--- START Provided text ---
Tony’s brother (I’ll call him Bro) mentioned that he was taking a “business” trip to Bordeaux with his friend, the wine buyer for a chain of liquor stores.  The “business” at hand was to taste the 2004 Bordeaux wines to determine which ones to purchase.   Sounds like a pretty good excuse for a trip to me!  Bro decided to go over early so he could hang out in Paris and enjoy some savory dining experiences before meeting his friend in Bordeaux.  Thinking he’d like some company in Paris, Tony and I invited ourselves along.  (We were unsuccessful in getting ourselves invited on the Bordeaux tasting part of the trip.) 

Bro, quite the planner, made dining reservations at some of Paris’ most prestigious restaurants well in advance of the trip.  Tony and I discussed that this was going to be a very expensive trip, but decided that it would be worth it to enjoy the time with Bro, so we decided to splurge.  Bro reserved a room in a nice hotel near the Louvre and the Opera called the Etats Unis Opera.  Tony and I reserved a room at the nearby slightly less convenient, slightly less well appointed and slightly less costly Malte Opera hotel. 

As the time of travel drew nearer, it started to look like the lack of available seats on the Paris flights might foil our plans so I began looking for alternatives.  The most favorable route looked like one through Stuttgart and then to Paris on Air France.  Air France is one of Delta’s partner airlines, so we were able to purchase a reduced fare on the connection through our affiliation with Delta.   The fare was quite affordable, but we were disappointed to see that the addition of taxes caused the cost to more than double!
--- END Provided text ---
--- START Records provided ---
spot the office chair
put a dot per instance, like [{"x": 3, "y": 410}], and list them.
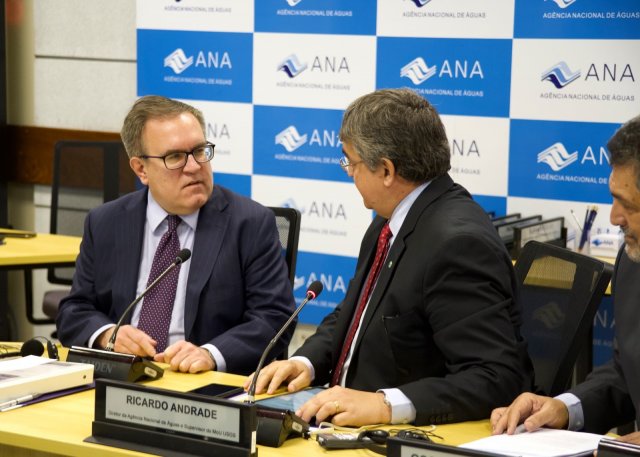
[
  {"x": 85, "y": 175},
  {"x": 560, "y": 291},
  {"x": 288, "y": 223}
]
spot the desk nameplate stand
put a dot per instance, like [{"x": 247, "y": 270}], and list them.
[
  {"x": 165, "y": 422},
  {"x": 407, "y": 447}
]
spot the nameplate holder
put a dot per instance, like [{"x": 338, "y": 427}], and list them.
[
  {"x": 614, "y": 448},
  {"x": 407, "y": 447},
  {"x": 166, "y": 422},
  {"x": 115, "y": 365},
  {"x": 550, "y": 231}
]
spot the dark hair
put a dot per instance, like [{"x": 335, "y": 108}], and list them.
[
  {"x": 624, "y": 146},
  {"x": 151, "y": 107},
  {"x": 401, "y": 126}
]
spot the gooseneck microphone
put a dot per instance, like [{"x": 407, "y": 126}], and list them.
[
  {"x": 314, "y": 289},
  {"x": 182, "y": 257},
  {"x": 116, "y": 365}
]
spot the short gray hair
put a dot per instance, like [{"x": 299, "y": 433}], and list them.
[
  {"x": 151, "y": 107},
  {"x": 399, "y": 125},
  {"x": 624, "y": 146}
]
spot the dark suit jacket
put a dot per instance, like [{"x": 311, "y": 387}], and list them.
[
  {"x": 610, "y": 396},
  {"x": 442, "y": 323},
  {"x": 238, "y": 291}
]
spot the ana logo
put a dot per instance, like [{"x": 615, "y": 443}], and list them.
[
  {"x": 563, "y": 3},
  {"x": 292, "y": 66},
  {"x": 178, "y": 61},
  {"x": 560, "y": 75},
  {"x": 328, "y": 282},
  {"x": 290, "y": 139},
  {"x": 557, "y": 157},
  {"x": 319, "y": 209},
  {"x": 218, "y": 131},
  {"x": 417, "y": 71}
]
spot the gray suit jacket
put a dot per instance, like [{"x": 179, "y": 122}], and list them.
[{"x": 610, "y": 396}]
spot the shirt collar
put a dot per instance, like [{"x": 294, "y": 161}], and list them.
[
  {"x": 400, "y": 212},
  {"x": 156, "y": 215}
]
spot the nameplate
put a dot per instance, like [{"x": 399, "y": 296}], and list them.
[
  {"x": 543, "y": 231},
  {"x": 138, "y": 414},
  {"x": 406, "y": 447}
]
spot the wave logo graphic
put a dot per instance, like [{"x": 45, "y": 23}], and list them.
[
  {"x": 290, "y": 139},
  {"x": 178, "y": 61},
  {"x": 292, "y": 66},
  {"x": 564, "y": 3},
  {"x": 560, "y": 75},
  {"x": 417, "y": 71},
  {"x": 421, "y": 3},
  {"x": 557, "y": 157},
  {"x": 298, "y": 282}
]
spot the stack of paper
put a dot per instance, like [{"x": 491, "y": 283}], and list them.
[
  {"x": 34, "y": 376},
  {"x": 541, "y": 443}
]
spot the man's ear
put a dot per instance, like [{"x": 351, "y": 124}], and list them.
[
  {"x": 389, "y": 170},
  {"x": 137, "y": 165}
]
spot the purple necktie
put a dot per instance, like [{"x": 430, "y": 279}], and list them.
[{"x": 157, "y": 305}]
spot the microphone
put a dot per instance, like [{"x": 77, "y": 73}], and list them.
[
  {"x": 314, "y": 289},
  {"x": 275, "y": 426},
  {"x": 116, "y": 365}
]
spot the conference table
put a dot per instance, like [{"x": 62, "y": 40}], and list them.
[
  {"x": 59, "y": 426},
  {"x": 40, "y": 251}
]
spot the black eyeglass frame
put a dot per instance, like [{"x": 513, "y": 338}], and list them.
[{"x": 206, "y": 146}]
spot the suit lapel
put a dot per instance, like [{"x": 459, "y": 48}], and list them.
[
  {"x": 433, "y": 191},
  {"x": 128, "y": 249},
  {"x": 213, "y": 221}
]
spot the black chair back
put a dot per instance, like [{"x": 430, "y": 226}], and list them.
[{"x": 560, "y": 291}]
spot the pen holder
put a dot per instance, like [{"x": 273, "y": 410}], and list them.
[{"x": 583, "y": 242}]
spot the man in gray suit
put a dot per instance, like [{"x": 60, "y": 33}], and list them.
[{"x": 610, "y": 396}]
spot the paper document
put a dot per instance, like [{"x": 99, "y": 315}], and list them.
[
  {"x": 541, "y": 443},
  {"x": 32, "y": 375}
]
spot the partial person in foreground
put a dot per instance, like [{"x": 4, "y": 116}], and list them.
[
  {"x": 217, "y": 311},
  {"x": 610, "y": 396},
  {"x": 428, "y": 331}
]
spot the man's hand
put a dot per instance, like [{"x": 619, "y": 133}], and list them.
[
  {"x": 293, "y": 372},
  {"x": 633, "y": 438},
  {"x": 536, "y": 411},
  {"x": 186, "y": 357},
  {"x": 344, "y": 406},
  {"x": 129, "y": 340}
]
--- END Records provided ---
__Stated goal 1__.
Please reproduce the part of the travel story starting with "Tony’s brother (I’ll" and going on through "of the trip.)".
__Stated goal 2__.
In the travel story, what hotel did Tony and the narrator book?
The rows are separate material and have no connection to the travel story.

__Output 1__.
Tony’s brother (I’ll call him Bro) mentioned that he was taking a “business” trip to Bordeaux with his friend, the wine buyer for a chain of liquor stores.  The “business” at hand was to taste the 2004 Bordeaux wines to determine which ones to purchase.   Sounds like a pretty good excuse for a trip to me!  Bro decided to go over early so he could hang out in Paris and enjoy some savory dining experiences before meeting his friend in Bordeaux.  Thinking he’d like some company in Paris, Tony and I invited ourselves along.  (We were unsuccessful in getting ourselves invited on the Bordeaux tasting part of the trip.)

__Output 2__.
The Malte Opera hotel.